**RECORDS PROVIDED**
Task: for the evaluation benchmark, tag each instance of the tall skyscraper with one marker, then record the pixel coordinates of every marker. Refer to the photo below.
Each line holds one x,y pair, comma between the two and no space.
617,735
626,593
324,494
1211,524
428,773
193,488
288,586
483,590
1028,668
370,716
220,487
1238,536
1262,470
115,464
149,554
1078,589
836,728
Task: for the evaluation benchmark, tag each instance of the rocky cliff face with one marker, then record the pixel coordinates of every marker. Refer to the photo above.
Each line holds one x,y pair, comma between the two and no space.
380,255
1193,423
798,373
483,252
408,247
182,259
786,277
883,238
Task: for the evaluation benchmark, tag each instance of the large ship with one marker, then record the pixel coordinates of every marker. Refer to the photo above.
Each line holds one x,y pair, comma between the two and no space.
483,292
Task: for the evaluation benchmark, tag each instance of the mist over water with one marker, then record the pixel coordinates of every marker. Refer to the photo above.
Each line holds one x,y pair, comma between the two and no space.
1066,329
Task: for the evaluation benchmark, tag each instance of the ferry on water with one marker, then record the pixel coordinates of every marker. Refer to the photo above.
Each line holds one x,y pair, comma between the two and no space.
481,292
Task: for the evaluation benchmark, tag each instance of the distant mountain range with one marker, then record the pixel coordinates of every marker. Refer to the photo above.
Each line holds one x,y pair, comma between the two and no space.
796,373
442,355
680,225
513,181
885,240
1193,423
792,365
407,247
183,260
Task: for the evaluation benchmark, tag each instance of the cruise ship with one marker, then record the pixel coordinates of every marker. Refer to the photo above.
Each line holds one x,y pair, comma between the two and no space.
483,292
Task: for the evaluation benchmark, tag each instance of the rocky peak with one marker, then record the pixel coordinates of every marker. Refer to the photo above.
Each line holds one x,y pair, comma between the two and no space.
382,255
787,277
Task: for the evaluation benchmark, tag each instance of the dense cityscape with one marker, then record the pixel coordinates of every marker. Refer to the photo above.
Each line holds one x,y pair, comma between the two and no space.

**STATED GOAL**
Quote every line of the data, word for word.

**ANSWER TO THIS TASK**
Task: for the evaluation benchmark, tag each instance of the tall skyscraper with one marker, then record the pixel coordinates of every marker. Refer to the photo below.
Each line holds one x,y pair, comma between the two and no space.
617,735
626,593
324,494
1211,524
428,773
193,488
288,586
483,590
1028,668
370,716
220,487
1238,536
1262,470
115,464
149,554
1078,589
836,728
Task: for the evaluation benchmark, tag each instance of the rocky cliff face with one marker, then record the pixel coordinates of every marker. Refer to the photo above.
Each line holds one x,y pair, comma between the two and no space.
380,255
1193,423
798,373
483,252
408,247
182,259
786,277
883,238
Task: for the evaluation benchmark, tag each instance of the large ship with one marker, then record the pixel coordinates of every marker. Refer to the photo above.
Each line holds one x,y pair, comma between the two and no space.
483,292
Task: for the evaluation benchmark, tag each instance of the mist over water with one marker, then record the pixel coordinates of every marker. Refer to the photo above.
Each line holds one x,y pair, comma between the two and no space.
1066,329
Task: for the evaluation benchmark, tag each instance of the ferry on water with one marker, then record the pixel coordinates of every marker. Refer to the photo above.
Each line holds one x,y pair, comma between the two and no space.
481,292
Task: for the evaluation benchmark, tag each instance of the distant mountain range with one marker, then record the pixel coordinates of every marker. Refer to the photo above.
Each line holds one x,y pair, comma between the two and no space.
796,373
442,355
680,225
513,181
885,240
1193,423
792,365
407,247
183,260
Task: for the evaluation benchmark, tag each instance of the cruise ship with one marker, then record the pixel coordinates of every marker. Refer to the photo above.
Each line holds one x,y pair, comma between the two and no space.
483,292
Task: for the evaluation benchmark, tag each instance of the rocky peak with one marker, then record the pixel coordinates of every marker. Refer to the photo above.
Each line holds one x,y pair, comma between the two and no space.
382,255
787,277
Task: for the evaluation benchmark, tag each instance of the dense cityscape with one marker, then record the pixel coordinates of every marker. Refer to the photo above.
Each line holds one x,y pair, comma between the two and no space.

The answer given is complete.